◆ STATED PROBLEM ◆
Count the rows that contain the word "window", and reply with only that number.

◆ DATA SECTION ◆
%%

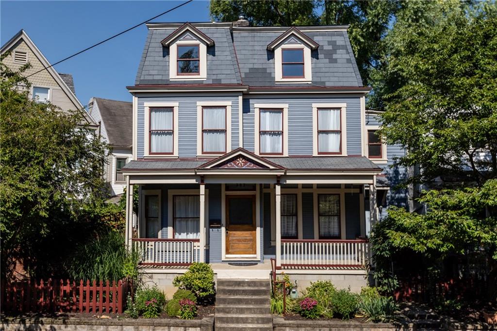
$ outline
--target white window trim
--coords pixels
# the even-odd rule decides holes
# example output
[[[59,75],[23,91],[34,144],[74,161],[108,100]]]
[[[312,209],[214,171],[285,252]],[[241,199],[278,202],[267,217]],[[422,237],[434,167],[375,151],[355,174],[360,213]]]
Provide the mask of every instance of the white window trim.
[[[49,86],[45,86],[43,85],[33,85],[31,88],[31,98],[32,100],[36,101],[34,99],[34,89],[36,87],[39,87],[40,88],[48,88],[48,99],[47,100],[47,102],[52,102],[52,87]],[[44,101],[39,101],[40,102],[43,102],[45,103]]]
[[[178,124],[178,102],[145,102],[145,132],[144,132],[144,147],[143,157],[145,158],[154,159],[171,159],[178,157],[178,139],[179,130]],[[172,108],[173,117],[173,132],[172,132],[172,143],[173,143],[173,154],[167,155],[161,155],[160,154],[150,154],[150,146],[149,143],[149,130],[150,128],[150,108],[155,107]]]
[[[378,159],[377,158],[369,158],[369,155],[368,131],[370,130],[379,130],[380,128],[380,126],[379,125],[366,125],[365,126],[364,133],[365,134],[365,139],[363,142],[364,153],[365,156],[369,159],[369,161],[377,165],[386,165],[388,163],[388,155],[387,154],[387,143],[385,141],[384,138],[382,138],[381,140],[381,159]]]
[[[167,238],[171,239],[174,237],[174,221],[173,219],[173,197],[174,195],[200,195],[200,189],[199,188],[193,188],[191,189],[178,189],[178,190],[167,190]],[[205,215],[205,222],[204,226],[204,238],[205,238],[205,243],[206,248],[208,248],[209,243],[209,190],[205,189],[205,205],[204,209],[204,215]],[[200,231],[200,236],[202,235],[202,231]]]
[[[202,153],[202,107],[226,107],[226,151],[218,154],[203,154]],[[197,156],[215,157],[231,152],[231,101],[197,101]]]
[[[132,187],[132,186],[131,186]],[[161,238],[161,232],[162,231],[162,200],[161,198],[161,190],[141,190],[141,195],[140,197],[140,226],[138,227],[138,238],[145,238],[147,236],[147,225],[145,224],[145,196],[159,196],[159,230],[157,233],[157,238]]]
[[[281,50],[288,48],[304,49],[304,78],[283,78],[282,67],[282,56]],[[311,61],[311,48],[306,44],[280,44],[274,49],[274,79],[277,83],[291,83],[295,82],[312,82],[312,70]]]
[[[318,150],[318,108],[339,108],[341,121],[341,153],[340,154],[319,154]],[[313,156],[337,157],[347,156],[347,104],[313,103],[312,104],[312,149]]]
[[[180,39],[183,35],[178,37]],[[200,67],[198,75],[177,75],[177,45],[195,45],[198,46],[199,65]],[[200,40],[178,40],[169,46],[169,79],[170,81],[205,81],[207,78],[207,46]]]
[[[260,109],[283,109],[283,155],[264,154],[262,157],[285,157],[288,156],[288,103],[256,103],[254,105],[254,152],[260,156],[259,142],[259,120]]]

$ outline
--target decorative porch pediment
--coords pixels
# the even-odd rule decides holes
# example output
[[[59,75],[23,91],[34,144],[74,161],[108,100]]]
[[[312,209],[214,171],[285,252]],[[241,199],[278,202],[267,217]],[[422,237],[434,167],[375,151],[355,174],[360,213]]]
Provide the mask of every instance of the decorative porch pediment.
[[[197,168],[197,170],[214,169],[283,170],[284,168],[240,148]]]

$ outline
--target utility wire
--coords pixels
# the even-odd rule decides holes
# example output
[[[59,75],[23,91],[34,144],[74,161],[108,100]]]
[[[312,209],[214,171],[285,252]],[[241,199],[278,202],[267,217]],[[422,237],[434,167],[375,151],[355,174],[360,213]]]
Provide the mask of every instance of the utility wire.
[[[188,1],[186,1],[184,2],[183,2],[181,4],[178,4],[178,5],[176,6],[174,8],[171,8],[170,9],[166,10],[164,12],[163,12],[162,13],[161,13],[161,14],[159,14],[159,15],[157,15],[157,16],[155,16],[153,17],[152,17],[152,18],[149,18],[149,19],[147,19],[146,21],[145,21],[142,22],[140,23],[137,24],[136,25],[135,25],[134,26],[130,27],[130,28],[128,29],[127,30],[125,30],[124,31],[122,31],[122,32],[119,32],[117,34],[114,35],[112,36],[112,37],[110,37],[107,38],[106,39],[105,39],[105,40],[102,40],[102,41],[100,41],[99,43],[97,43],[96,44],[95,44],[93,46],[91,46],[89,47],[87,47],[86,48],[85,48],[83,50],[80,51],[78,52],[78,53],[77,53],[76,54],[73,54],[71,56],[68,56],[68,57],[66,58],[65,59],[63,59],[63,60],[60,60],[58,62],[56,62],[55,63],[54,63],[53,65],[51,65],[50,66],[48,66],[48,67],[46,67],[45,68],[41,69],[41,70],[39,70],[38,71],[37,71],[36,72],[34,73],[34,74],[31,74],[31,75],[29,75],[28,76],[26,76],[25,78],[28,78],[29,77],[30,77],[32,76],[33,75],[36,75],[36,74],[38,74],[38,73],[41,73],[41,72],[43,71],[44,70],[46,70],[48,69],[48,68],[51,68],[52,67],[53,67],[54,66],[55,66],[56,65],[58,65],[59,63],[61,63],[61,62],[64,62],[65,61],[66,61],[67,60],[69,60],[69,59],[71,59],[71,58],[74,58],[74,57],[76,56],[77,55],[79,55],[79,54],[81,54],[81,53],[83,53],[84,52],[86,52],[86,51],[87,51],[88,50],[91,49],[93,47],[96,47],[96,46],[98,46],[99,45],[101,45],[101,44],[103,44],[103,43],[104,43],[104,42],[105,42],[106,41],[108,41],[109,40],[110,40],[111,39],[114,39],[116,37],[118,37],[119,36],[120,36],[121,34],[123,34],[123,33],[126,33],[126,32],[127,32],[129,31],[131,31],[131,30],[133,30],[133,29],[134,29],[135,28],[137,28],[139,26],[140,26],[140,25],[141,25],[142,24],[144,24],[146,23],[148,23],[148,22],[150,22],[150,21],[152,20],[153,19],[157,18],[157,17],[159,17],[160,16],[162,16],[163,15],[164,15],[165,14],[167,14],[168,12],[170,12],[171,11],[172,11],[174,9],[177,9],[178,8],[179,8],[180,7],[181,7],[182,6],[183,6],[183,5],[186,4],[187,3],[191,2],[193,0],[188,0]]]

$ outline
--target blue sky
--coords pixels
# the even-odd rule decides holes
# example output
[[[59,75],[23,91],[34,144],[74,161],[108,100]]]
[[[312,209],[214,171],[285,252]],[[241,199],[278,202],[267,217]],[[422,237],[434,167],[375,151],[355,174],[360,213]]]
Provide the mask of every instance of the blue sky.
[[[0,1],[0,43],[24,29],[52,64],[184,1]],[[209,21],[209,1],[196,0],[153,21]],[[55,66],[72,74],[83,105],[92,96],[131,101],[147,36],[143,25]]]

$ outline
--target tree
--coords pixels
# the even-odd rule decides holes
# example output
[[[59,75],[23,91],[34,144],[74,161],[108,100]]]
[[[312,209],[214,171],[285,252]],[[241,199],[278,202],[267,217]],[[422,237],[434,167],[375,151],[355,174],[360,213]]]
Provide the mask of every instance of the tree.
[[[82,124],[84,110],[70,113],[31,99],[22,77],[29,65],[13,71],[3,63],[7,56],[0,65],[2,277],[18,260],[32,274],[48,270],[40,261],[60,262],[101,225],[106,147]]]
[[[357,66],[368,84],[369,72],[378,65],[382,54],[381,41],[399,4],[392,0],[211,0],[210,8],[215,20],[234,21],[243,14],[255,26],[350,24],[348,34]]]

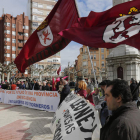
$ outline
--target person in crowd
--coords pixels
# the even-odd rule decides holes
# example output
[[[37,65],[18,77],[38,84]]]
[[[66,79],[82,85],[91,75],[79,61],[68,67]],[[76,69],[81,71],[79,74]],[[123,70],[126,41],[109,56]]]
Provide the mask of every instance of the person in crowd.
[[[100,140],[140,140],[140,110],[132,102],[128,83],[118,79],[109,82],[105,101],[112,115],[101,128]]]
[[[76,82],[75,84],[75,93],[77,94],[77,92],[79,91],[80,89],[78,88],[78,82]]]
[[[63,89],[60,93],[60,102],[59,105],[63,102],[63,100],[67,97],[67,95],[70,93],[70,87],[68,85],[68,82],[61,78],[60,84],[63,85]]]
[[[86,97],[87,96],[87,91],[86,91],[87,83],[85,82],[85,80],[80,80],[78,82],[78,88],[80,90],[77,92],[77,94],[79,94],[80,96]]]
[[[111,111],[108,110],[105,99],[105,89],[110,80],[102,81],[99,86],[101,87],[102,96],[99,97],[99,89],[96,88],[95,93],[93,94],[93,102],[95,104],[95,109],[99,111],[99,117],[101,125],[105,125],[106,118],[111,115]]]
[[[5,82],[2,82],[1,88],[2,89],[8,89],[8,85]]]
[[[12,82],[11,83],[11,90],[16,90],[16,88],[17,88],[17,85],[14,82]]]
[[[34,80],[34,83],[33,83],[33,86],[32,86],[32,90],[40,90],[40,86],[39,86],[39,84],[37,83],[36,80]]]
[[[50,91],[50,87],[46,84],[46,81],[43,81],[42,90]]]
[[[22,89],[23,86],[21,85],[20,81],[17,81],[17,89]]]
[[[93,102],[93,94],[95,93],[94,91],[94,86],[92,84],[88,84],[87,85],[87,96],[85,97],[86,100],[88,100],[92,105],[95,106],[94,102]]]
[[[52,91],[50,81],[48,81],[47,86],[49,87],[49,91]]]
[[[135,80],[133,78],[131,78],[130,80],[130,89],[131,89],[131,93],[133,96],[133,101],[138,101],[138,97],[139,97],[139,91],[136,90],[135,93],[133,93],[134,89],[137,87],[137,84],[135,83]]]
[[[32,89],[31,83],[28,82],[27,80],[25,81],[25,89],[27,89],[27,90],[31,90]]]
[[[75,87],[75,82],[74,82],[74,80],[72,80],[72,81],[69,83],[69,86],[70,86],[70,88],[74,88],[74,87]]]
[[[21,89],[25,89],[25,84],[23,81],[21,81]]]

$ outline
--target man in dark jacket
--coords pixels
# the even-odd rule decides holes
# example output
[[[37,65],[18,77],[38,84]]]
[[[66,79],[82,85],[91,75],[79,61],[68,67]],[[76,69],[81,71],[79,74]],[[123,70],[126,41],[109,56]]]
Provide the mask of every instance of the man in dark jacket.
[[[64,79],[60,80],[60,84],[62,84],[64,87],[60,93],[60,102],[59,105],[63,102],[63,100],[67,97],[67,95],[70,93],[70,87],[68,85],[68,82]]]
[[[105,90],[105,101],[112,116],[101,128],[100,140],[140,140],[140,110],[132,102],[128,83],[111,81]]]
[[[32,90],[39,90],[39,89],[40,89],[39,84],[36,82],[36,80],[34,80]]]
[[[139,91],[136,90],[135,93],[133,93],[134,89],[137,87],[137,84],[135,83],[135,80],[133,78],[131,78],[130,80],[130,89],[131,89],[131,93],[132,93],[132,96],[133,96],[133,101],[138,101],[138,97],[139,97]]]
[[[43,82],[42,90],[50,91],[50,87],[46,84],[46,81]]]

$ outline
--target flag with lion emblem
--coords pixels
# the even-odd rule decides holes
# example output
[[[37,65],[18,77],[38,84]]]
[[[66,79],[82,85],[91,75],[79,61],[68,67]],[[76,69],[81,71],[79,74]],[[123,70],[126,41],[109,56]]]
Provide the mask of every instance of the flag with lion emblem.
[[[88,17],[79,18],[61,36],[94,48],[127,44],[140,50],[140,0],[125,2]]]
[[[21,52],[15,59],[20,72],[40,60],[56,54],[65,48],[70,40],[58,35],[69,28],[78,19],[75,0],[58,0],[48,17],[29,37]]]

%%

◆ OUTPUT ◆
2